**Quoted passage:**
BEGIN
There doesn’t seem to be much feedback when taking damage, this is a similar complaint I had with the most recent Wolfenstein games. It’s sometimes hard to tell when you’re taking damage in the middle of an intense firefight and can’t always have your eyes glued to your health meter. I’ve had this relatively minor complaint with other FPS games, the most recent Wolfenstein games being one of my examples of a shooter in which you can’t always tell when you’re in need of health until it’s too late. There’s a satisfying weight when firing at Replica troops, but when on the receiving end of the onslaught of bullets it feels like you are the paper target.
You have a flashlight that can be turned on or off while playing the game. In contrast to Doom 3 where you have to choose to hold the flashlight or a weapon, F.E.A.R allows you to see as well as shoot. The frustrating part of this isn’t the fact the flashlight battery will drain, but rather, how rapidly it depletes – roughly 30 seconds. This wasn’t as much of an inconvenience as it could have been, mostly due to it recharging about as quickly as it is drained, but still an inconvenience.
I also felt the game’s story fell a little flat and never really went anywhere. The many laptops and voicemail messages you come across didn’t add too much to the overall narrative and as a result, the game feels like it has a solid gameplay loop and setting, but the storyline is definitely the weakest aspect of the game. Depending on your expectations for story in shooter games such as this, a weak storyline is likely not the biggest criticism one can bestow upon an FPS from 2005.
END
**What the exercise asks:**
Carry on the F.E.A.R. review from the point where it ends. The entries that come next have no connection to the F.E.A.R. review.

**Information:**
BEGIN
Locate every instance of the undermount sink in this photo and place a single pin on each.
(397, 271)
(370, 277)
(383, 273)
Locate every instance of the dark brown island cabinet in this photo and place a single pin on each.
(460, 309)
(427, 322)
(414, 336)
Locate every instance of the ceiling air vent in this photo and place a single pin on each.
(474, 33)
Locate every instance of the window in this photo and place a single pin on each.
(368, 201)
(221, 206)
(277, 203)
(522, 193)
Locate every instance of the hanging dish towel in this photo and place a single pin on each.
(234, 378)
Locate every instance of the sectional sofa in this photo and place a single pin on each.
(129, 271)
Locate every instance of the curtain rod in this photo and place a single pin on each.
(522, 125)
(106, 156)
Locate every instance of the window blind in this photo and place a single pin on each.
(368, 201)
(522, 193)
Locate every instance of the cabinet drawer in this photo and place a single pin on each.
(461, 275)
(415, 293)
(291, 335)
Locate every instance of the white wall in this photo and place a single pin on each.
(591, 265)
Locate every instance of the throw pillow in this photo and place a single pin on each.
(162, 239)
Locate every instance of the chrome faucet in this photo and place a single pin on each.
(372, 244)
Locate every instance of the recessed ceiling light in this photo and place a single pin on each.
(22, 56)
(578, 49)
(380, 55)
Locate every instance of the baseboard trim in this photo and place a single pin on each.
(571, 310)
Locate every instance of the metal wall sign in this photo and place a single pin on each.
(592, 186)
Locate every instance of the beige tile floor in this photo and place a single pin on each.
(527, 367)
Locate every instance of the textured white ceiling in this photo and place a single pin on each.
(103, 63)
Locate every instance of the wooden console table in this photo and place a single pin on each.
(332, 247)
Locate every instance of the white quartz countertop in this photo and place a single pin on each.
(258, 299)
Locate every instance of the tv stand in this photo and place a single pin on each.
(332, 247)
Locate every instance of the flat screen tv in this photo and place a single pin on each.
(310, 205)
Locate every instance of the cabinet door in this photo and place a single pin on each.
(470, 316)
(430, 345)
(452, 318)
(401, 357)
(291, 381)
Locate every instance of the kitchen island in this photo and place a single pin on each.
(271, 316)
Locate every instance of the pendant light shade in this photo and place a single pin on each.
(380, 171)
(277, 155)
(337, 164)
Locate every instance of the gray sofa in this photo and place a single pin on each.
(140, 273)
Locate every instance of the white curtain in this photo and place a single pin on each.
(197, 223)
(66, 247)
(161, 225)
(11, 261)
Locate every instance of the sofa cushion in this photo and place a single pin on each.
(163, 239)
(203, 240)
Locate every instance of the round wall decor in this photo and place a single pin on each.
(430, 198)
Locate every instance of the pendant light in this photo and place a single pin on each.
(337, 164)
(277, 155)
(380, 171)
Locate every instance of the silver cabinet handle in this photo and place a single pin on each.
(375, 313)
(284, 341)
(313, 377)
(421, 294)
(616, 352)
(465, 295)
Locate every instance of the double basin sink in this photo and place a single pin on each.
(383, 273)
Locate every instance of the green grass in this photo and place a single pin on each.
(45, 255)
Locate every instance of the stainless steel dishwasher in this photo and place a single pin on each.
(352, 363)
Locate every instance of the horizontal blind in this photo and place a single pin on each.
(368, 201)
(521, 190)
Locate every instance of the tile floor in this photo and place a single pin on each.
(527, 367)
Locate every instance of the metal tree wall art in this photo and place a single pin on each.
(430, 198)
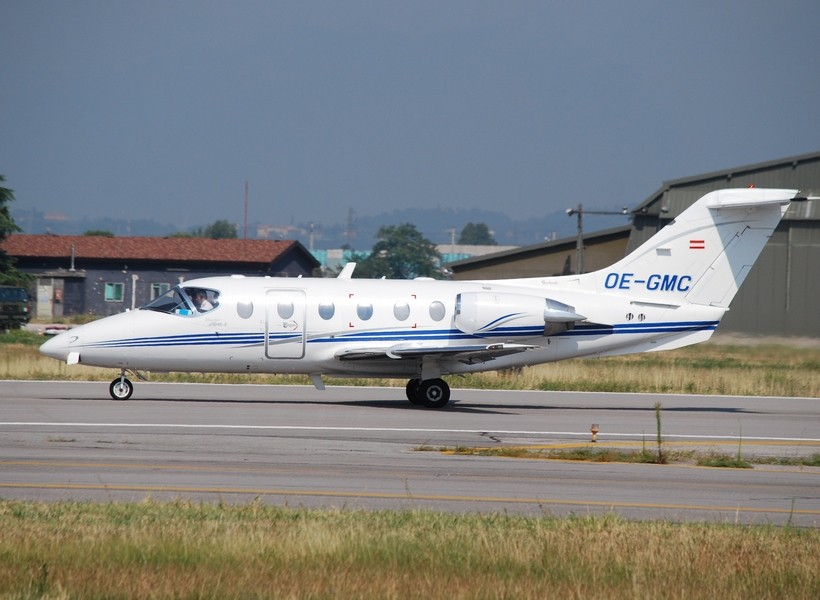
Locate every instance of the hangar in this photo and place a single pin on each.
(781, 295)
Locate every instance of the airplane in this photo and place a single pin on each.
(670, 292)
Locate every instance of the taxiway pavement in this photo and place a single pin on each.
(367, 447)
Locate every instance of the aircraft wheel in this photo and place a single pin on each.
(412, 391)
(121, 389)
(434, 393)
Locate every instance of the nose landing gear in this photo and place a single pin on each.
(430, 393)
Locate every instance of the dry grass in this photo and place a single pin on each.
(185, 550)
(710, 368)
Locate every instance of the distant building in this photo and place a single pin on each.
(105, 275)
(780, 295)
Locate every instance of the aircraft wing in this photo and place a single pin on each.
(472, 354)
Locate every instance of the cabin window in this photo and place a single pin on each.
(285, 309)
(437, 310)
(327, 310)
(114, 292)
(364, 310)
(244, 309)
(401, 310)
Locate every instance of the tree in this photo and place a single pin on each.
(401, 252)
(476, 234)
(9, 275)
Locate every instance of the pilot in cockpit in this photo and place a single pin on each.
(200, 300)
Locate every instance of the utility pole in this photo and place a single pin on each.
(246, 209)
(579, 240)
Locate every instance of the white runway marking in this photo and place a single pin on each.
(585, 434)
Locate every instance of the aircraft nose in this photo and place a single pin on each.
(58, 346)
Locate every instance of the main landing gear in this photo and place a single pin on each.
(121, 388)
(430, 393)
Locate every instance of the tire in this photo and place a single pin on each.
(434, 393)
(121, 389)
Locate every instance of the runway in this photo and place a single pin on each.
(368, 448)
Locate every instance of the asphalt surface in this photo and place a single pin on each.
(368, 448)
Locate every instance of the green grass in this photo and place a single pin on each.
(709, 368)
(186, 550)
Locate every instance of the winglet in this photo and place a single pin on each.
(807, 195)
(347, 271)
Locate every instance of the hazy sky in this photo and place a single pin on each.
(163, 109)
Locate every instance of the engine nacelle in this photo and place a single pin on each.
(517, 314)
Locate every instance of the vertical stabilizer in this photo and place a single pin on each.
(703, 256)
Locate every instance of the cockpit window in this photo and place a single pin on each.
(187, 301)
(202, 299)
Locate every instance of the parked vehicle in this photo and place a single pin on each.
(15, 310)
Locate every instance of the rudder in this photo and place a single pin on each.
(702, 256)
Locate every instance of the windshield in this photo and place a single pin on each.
(185, 301)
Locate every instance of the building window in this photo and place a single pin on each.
(158, 289)
(114, 292)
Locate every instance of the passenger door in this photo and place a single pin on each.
(285, 325)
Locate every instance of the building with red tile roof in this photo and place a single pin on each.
(105, 275)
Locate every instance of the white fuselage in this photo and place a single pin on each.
(280, 325)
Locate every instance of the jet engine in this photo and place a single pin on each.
(478, 313)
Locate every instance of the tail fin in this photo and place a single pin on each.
(703, 256)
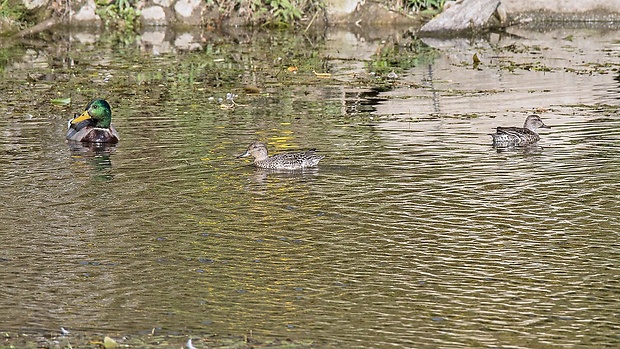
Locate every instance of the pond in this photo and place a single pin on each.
(412, 232)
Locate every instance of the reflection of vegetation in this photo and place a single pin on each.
(11, 11)
(8, 55)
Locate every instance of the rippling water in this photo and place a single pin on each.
(413, 232)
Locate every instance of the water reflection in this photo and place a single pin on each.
(413, 231)
(96, 155)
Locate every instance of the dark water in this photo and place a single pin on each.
(413, 232)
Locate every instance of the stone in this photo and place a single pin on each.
(87, 13)
(153, 15)
(189, 12)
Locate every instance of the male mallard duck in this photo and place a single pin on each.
(94, 124)
(283, 161)
(519, 136)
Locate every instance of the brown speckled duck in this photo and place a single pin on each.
(283, 161)
(519, 136)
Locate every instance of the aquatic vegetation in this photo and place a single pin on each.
(424, 5)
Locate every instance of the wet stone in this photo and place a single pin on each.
(153, 15)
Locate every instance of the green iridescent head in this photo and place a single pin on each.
(98, 111)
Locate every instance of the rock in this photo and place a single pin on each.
(153, 15)
(189, 11)
(468, 15)
(463, 16)
(86, 13)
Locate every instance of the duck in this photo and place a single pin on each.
(289, 161)
(94, 125)
(519, 136)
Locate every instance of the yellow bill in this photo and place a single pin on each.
(82, 117)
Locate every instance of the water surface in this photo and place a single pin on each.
(413, 232)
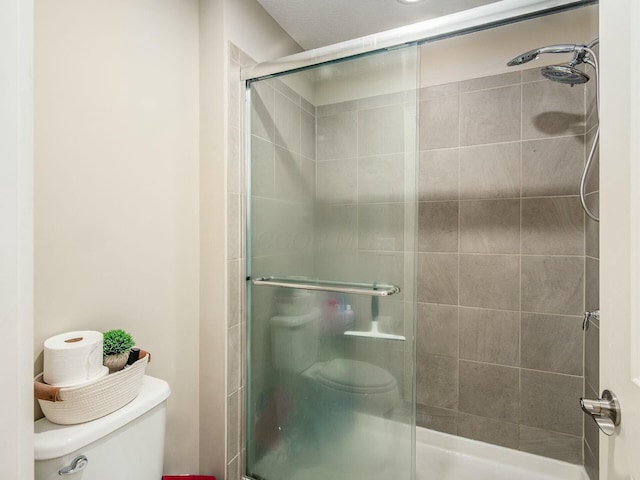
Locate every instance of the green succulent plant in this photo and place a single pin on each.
(116, 342)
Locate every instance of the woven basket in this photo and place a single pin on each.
(72, 405)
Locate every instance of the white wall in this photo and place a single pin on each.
(255, 32)
(16, 240)
(116, 186)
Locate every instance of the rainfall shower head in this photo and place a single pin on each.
(566, 74)
(533, 54)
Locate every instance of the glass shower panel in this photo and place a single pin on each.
(331, 262)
END
**Expected answer:**
Speaking of fifteen years ago, I couldn’t help but feel that another aspect of F.E.A.R that felt a bit dated was in some of the in-game dialogue. The game features several female characters, but they were commonly referenced in a rather toxic manner – “what a bitch” or “she’s a stubborn bitch, isn’t she?”. There’s also a moment when the game’s unnamed protagonist catches up with the Delta Force squad and the squad leader acknowledges with “it’s good to see you in one piece”, which prompts Commisioner Betters to quip “you two can make out later, you’ve got a job to do”. Dialogue such as this honestly dates the game more than the gameplay or graphics. Coming from 2005, when gaming was still (mistakenly)perceived by many as an exclusively male hobby…
My biggest personal hurdle to overcome while playing F.E.A.R was the fact I could only play it for scarcely over a half hour before getting motion sickness, another similarity to Half-Life 2. I did eventually turn the head sway all the way down in the game options and it seemed to help; not a critique of the game itself, but more an obstacle that made completing it more difficult than initially thought.
While not the most terrifying first-person game out there, that distinction would likely go to something like Outlast, Amnesia: The Dark Descent, or Resident Evil 7. F.E.A.R provides a memorable, and creepy experience due to its setting and atmosphere. It’s definitely worth checking out during the spooky Halloween season for FPS fans who also enjoy venturing into psychological-horror….you know, ones like me that somehow hadn’t played this yet.